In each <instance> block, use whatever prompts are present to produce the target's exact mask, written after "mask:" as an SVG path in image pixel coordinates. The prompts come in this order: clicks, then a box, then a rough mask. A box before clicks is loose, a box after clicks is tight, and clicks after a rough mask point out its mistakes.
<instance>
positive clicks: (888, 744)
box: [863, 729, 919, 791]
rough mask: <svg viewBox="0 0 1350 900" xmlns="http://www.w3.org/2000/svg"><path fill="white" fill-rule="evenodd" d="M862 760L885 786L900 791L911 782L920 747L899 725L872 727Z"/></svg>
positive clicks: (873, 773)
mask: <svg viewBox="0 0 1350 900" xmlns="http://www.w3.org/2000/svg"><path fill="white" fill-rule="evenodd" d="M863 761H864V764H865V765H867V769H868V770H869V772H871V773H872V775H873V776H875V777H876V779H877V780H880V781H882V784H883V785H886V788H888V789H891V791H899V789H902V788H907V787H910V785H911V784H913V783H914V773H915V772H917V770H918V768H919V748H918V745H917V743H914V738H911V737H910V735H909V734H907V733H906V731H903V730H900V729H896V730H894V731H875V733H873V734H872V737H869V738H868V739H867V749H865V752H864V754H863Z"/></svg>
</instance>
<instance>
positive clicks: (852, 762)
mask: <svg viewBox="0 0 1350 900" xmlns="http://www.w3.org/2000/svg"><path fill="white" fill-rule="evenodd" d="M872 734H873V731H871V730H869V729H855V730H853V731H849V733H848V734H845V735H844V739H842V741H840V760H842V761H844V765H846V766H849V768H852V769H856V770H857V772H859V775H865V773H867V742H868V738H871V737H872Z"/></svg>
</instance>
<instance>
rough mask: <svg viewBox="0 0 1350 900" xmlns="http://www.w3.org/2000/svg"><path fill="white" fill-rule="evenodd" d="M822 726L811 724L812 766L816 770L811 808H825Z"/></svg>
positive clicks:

---*---

**WRITTEN TASK**
Please rewrite the listing above, swapping every "rough mask" for "coarse mask" and leaving everything else unchanged.

**RESULT**
In each <instance> block, use whatever prompts are present to produce the target's exact mask, written after "mask:" as an SVG path in image pixel coordinates. The prompts come in this order: clicks, then a box, then a coarse mask. A box before clicks is loose, a box after clicks is tight, and clicks after a coarse mask point out its mistakes.
<instance>
positive clicks: (888, 744)
box: [863, 729, 919, 791]
coarse mask: <svg viewBox="0 0 1350 900" xmlns="http://www.w3.org/2000/svg"><path fill="white" fill-rule="evenodd" d="M862 760L885 786L900 791L911 782L920 747L899 725L872 727Z"/></svg>
positive clicks: (873, 773)
mask: <svg viewBox="0 0 1350 900" xmlns="http://www.w3.org/2000/svg"><path fill="white" fill-rule="evenodd" d="M863 761H864V764H865V765H867V769H868V770H869V772H871V773H872V775H873V776H875V777H876V779H877V780H880V781H882V784H883V785H886V788H888V789H891V791H899V789H902V788H907V787H910V785H911V784H913V783H914V773H915V772H917V770H918V768H919V748H918V745H917V743H914V738H911V737H910V735H909V734H907V733H906V731H903V730H900V729H896V730H894V731H875V733H873V734H872V737H869V738H868V739H867V749H865V752H864V754H863Z"/></svg>
</instance>
<instance>
positive clicks: (852, 762)
mask: <svg viewBox="0 0 1350 900" xmlns="http://www.w3.org/2000/svg"><path fill="white" fill-rule="evenodd" d="M872 734H873V731H871V730H869V729H855V730H853V731H849V733H848V734H845V735H844V739H842V741H840V760H842V761H844V765H846V766H849V768H852V769H856V770H857V772H859V775H865V773H867V742H868V738H871V737H872Z"/></svg>
</instance>
<instance>
coarse mask: <svg viewBox="0 0 1350 900" xmlns="http://www.w3.org/2000/svg"><path fill="white" fill-rule="evenodd" d="M822 726L811 724L812 766L816 770L811 808H825Z"/></svg>
positive clicks:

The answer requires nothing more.